▶ TASK TO CARRY OUT
List every line of the entries below that contains the string "fixture", matching case exactly.

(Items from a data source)
↓↓↓

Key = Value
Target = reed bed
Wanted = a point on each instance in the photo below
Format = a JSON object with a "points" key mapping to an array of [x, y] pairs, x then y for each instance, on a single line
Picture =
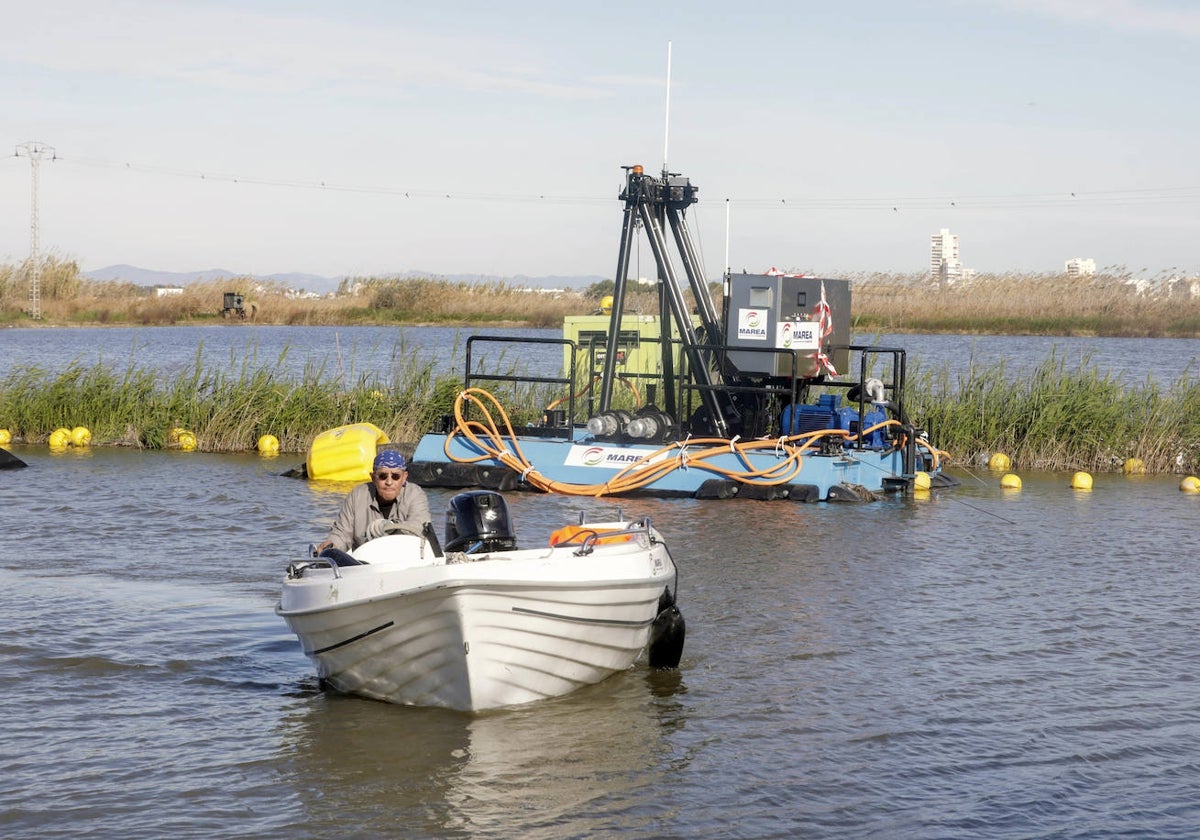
{"points": [[1057, 418], [1060, 418]]}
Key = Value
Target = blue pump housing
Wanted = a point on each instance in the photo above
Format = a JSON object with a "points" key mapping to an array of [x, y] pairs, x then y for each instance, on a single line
{"points": [[799, 418], [829, 413]]}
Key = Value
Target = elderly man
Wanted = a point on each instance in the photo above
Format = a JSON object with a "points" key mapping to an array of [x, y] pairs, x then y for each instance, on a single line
{"points": [[387, 504]]}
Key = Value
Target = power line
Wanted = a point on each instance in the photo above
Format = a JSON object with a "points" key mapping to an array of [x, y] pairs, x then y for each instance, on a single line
{"points": [[805, 204]]}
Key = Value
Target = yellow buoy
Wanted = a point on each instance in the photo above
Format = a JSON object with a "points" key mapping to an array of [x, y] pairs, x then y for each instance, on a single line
{"points": [[1011, 481]]}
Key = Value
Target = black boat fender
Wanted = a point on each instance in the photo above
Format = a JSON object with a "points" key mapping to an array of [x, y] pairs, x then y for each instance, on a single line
{"points": [[10, 461], [667, 634]]}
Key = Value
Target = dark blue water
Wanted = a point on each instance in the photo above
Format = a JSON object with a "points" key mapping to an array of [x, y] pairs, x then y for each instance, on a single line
{"points": [[976, 664]]}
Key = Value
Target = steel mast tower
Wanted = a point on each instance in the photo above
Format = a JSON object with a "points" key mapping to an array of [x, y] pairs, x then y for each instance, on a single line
{"points": [[35, 151]]}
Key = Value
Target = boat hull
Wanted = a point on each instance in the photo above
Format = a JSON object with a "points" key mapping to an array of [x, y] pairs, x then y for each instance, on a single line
{"points": [[496, 630], [454, 461]]}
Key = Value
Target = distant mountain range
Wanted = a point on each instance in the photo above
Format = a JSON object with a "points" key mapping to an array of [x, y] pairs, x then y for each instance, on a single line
{"points": [[311, 282]]}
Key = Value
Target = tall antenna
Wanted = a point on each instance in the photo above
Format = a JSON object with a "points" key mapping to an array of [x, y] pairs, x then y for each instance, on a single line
{"points": [[666, 130], [35, 151]]}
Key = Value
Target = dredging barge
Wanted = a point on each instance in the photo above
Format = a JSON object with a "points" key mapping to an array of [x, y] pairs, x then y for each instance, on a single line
{"points": [[767, 400]]}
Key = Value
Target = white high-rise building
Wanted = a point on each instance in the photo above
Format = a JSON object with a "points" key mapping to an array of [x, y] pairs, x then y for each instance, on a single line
{"points": [[1078, 267], [943, 256]]}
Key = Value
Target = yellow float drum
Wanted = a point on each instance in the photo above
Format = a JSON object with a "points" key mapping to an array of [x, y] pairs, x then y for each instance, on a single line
{"points": [[345, 454]]}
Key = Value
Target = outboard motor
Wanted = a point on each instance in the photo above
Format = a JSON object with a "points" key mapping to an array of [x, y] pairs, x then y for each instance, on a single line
{"points": [[479, 521]]}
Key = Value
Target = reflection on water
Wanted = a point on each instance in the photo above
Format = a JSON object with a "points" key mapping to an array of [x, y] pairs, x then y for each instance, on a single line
{"points": [[532, 771], [976, 664]]}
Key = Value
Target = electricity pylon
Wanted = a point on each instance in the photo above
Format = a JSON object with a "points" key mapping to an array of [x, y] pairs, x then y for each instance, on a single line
{"points": [[35, 151]]}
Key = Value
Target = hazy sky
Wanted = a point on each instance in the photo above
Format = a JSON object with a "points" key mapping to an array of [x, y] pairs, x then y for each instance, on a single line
{"points": [[335, 138]]}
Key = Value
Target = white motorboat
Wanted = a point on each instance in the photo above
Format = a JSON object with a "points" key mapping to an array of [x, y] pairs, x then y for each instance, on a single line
{"points": [[485, 624]]}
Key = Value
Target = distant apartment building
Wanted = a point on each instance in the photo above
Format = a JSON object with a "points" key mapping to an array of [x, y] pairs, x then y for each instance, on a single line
{"points": [[1079, 267], [943, 257]]}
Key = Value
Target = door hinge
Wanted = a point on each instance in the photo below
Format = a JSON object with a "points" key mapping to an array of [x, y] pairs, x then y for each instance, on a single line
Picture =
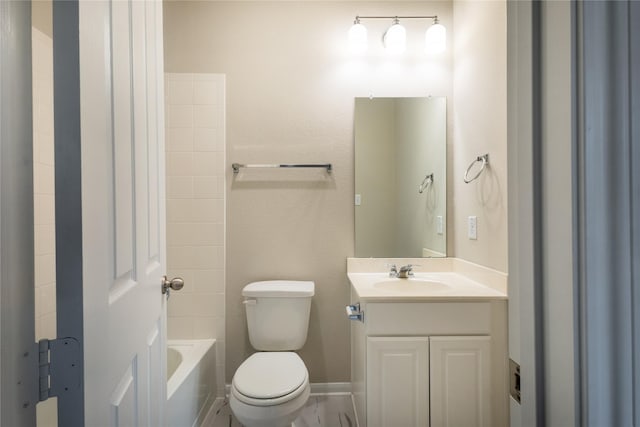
{"points": [[59, 366]]}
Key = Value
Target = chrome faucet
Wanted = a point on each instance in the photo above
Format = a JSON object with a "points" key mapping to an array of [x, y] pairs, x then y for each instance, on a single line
{"points": [[393, 271], [405, 272]]}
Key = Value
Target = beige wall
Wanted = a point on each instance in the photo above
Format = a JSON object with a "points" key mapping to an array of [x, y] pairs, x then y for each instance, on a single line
{"points": [[480, 126], [291, 84]]}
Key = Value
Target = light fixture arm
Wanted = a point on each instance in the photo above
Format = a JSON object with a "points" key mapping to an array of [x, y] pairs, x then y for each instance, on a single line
{"points": [[358, 17]]}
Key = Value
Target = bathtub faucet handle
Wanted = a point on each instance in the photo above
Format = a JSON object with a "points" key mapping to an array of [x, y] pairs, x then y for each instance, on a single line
{"points": [[176, 284]]}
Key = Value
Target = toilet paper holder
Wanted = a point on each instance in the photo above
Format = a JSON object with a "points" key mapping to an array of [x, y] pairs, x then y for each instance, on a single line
{"points": [[354, 312]]}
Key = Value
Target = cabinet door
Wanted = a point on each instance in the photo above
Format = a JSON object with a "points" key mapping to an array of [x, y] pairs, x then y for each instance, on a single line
{"points": [[460, 381], [397, 381]]}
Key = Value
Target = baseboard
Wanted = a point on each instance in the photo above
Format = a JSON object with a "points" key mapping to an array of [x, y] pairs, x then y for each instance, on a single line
{"points": [[330, 388], [316, 388], [213, 411]]}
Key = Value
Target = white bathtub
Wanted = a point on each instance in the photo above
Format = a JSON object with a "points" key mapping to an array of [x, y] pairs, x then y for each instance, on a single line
{"points": [[191, 384]]}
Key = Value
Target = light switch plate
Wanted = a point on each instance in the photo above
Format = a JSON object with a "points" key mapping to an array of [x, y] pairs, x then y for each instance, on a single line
{"points": [[472, 232]]}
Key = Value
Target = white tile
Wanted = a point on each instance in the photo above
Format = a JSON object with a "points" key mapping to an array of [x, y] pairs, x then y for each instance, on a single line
{"points": [[46, 297], [195, 234], [220, 374], [179, 116], [45, 148], [207, 116], [195, 257], [208, 163], [211, 281], [44, 209], [210, 327], [208, 139], [180, 304], [180, 92], [45, 269], [179, 327], [185, 274], [179, 76], [43, 179], [44, 239], [180, 187], [207, 92], [46, 326], [207, 257], [179, 164], [208, 77], [179, 139], [207, 187]]}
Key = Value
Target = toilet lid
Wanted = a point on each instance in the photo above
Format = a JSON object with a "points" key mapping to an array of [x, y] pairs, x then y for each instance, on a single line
{"points": [[268, 375]]}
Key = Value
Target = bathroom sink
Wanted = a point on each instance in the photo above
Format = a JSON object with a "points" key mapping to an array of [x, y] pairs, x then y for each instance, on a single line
{"points": [[411, 284]]}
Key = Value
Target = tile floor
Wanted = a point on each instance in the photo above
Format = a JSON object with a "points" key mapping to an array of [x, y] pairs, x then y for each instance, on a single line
{"points": [[320, 411]]}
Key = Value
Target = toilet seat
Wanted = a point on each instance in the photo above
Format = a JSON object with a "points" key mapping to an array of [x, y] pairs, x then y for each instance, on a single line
{"points": [[270, 378]]}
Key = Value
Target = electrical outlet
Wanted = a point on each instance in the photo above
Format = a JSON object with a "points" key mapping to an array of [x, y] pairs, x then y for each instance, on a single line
{"points": [[472, 231]]}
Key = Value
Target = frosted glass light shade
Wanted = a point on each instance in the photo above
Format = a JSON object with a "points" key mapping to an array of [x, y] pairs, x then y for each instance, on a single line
{"points": [[358, 38], [395, 39], [435, 39]]}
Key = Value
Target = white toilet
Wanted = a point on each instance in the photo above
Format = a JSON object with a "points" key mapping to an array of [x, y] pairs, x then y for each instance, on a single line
{"points": [[271, 387]]}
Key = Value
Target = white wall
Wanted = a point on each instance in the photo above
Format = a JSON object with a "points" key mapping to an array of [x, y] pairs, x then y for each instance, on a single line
{"points": [[195, 208], [480, 127], [291, 84]]}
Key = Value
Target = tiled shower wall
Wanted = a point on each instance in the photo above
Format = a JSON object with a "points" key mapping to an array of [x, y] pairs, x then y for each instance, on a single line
{"points": [[43, 203], [43, 186], [195, 153]]}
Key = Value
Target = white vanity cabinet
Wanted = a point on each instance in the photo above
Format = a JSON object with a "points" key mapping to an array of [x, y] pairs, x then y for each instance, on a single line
{"points": [[423, 363]]}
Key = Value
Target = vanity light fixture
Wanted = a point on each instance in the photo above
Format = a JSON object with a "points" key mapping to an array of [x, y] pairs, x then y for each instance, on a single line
{"points": [[394, 38]]}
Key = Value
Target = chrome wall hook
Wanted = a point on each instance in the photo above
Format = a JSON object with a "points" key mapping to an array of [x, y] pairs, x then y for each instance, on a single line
{"points": [[485, 161]]}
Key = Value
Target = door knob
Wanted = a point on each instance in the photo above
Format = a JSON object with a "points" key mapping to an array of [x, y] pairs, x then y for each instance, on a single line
{"points": [[176, 284]]}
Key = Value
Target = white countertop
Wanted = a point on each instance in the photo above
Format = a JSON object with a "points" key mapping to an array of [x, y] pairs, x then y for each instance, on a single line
{"points": [[431, 286]]}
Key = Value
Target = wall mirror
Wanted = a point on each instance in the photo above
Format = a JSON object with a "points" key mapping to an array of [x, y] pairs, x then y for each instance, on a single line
{"points": [[400, 177]]}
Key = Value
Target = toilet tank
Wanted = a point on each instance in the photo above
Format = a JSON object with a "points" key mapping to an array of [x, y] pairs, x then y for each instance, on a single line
{"points": [[278, 313]]}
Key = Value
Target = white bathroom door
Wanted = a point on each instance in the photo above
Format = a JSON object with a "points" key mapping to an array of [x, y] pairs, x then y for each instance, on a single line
{"points": [[120, 165]]}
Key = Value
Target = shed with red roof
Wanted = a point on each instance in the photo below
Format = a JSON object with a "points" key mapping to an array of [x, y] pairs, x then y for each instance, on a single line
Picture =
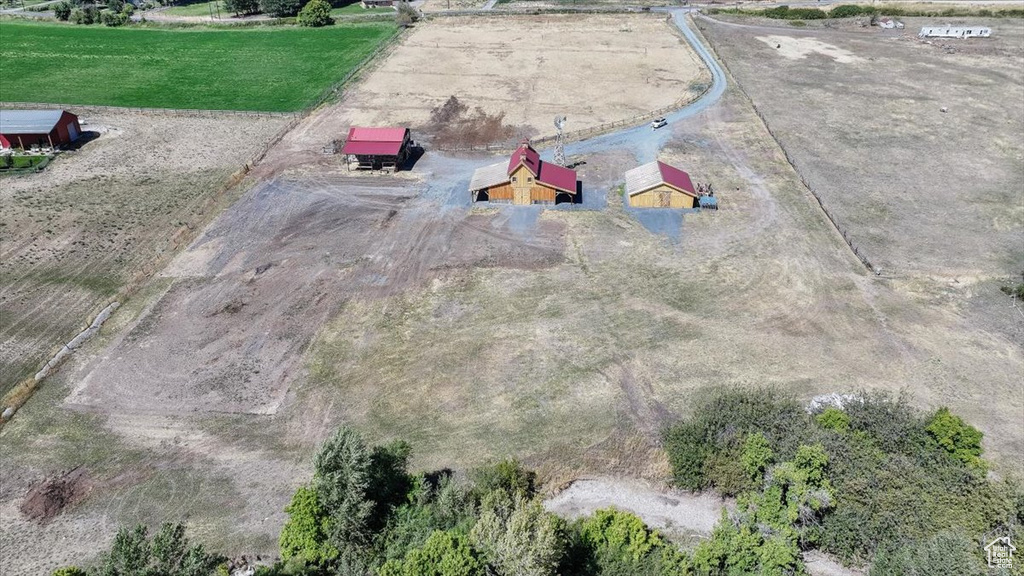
{"points": [[658, 186], [377, 149], [524, 179], [38, 128]]}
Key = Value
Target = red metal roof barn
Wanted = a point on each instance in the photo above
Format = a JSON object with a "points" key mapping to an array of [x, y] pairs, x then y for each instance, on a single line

↑↑↑

▶ RESULT OF THE TASK
Target = light fixture arm
Target = vanity light fixture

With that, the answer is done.